# Task instructions
Pull out each line of the material below that contains the word "named".

# Stored records
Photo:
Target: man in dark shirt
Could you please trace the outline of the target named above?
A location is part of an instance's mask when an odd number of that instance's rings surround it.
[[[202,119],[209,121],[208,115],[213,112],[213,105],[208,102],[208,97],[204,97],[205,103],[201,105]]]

# The response
Could you please trace the outline of the target named above?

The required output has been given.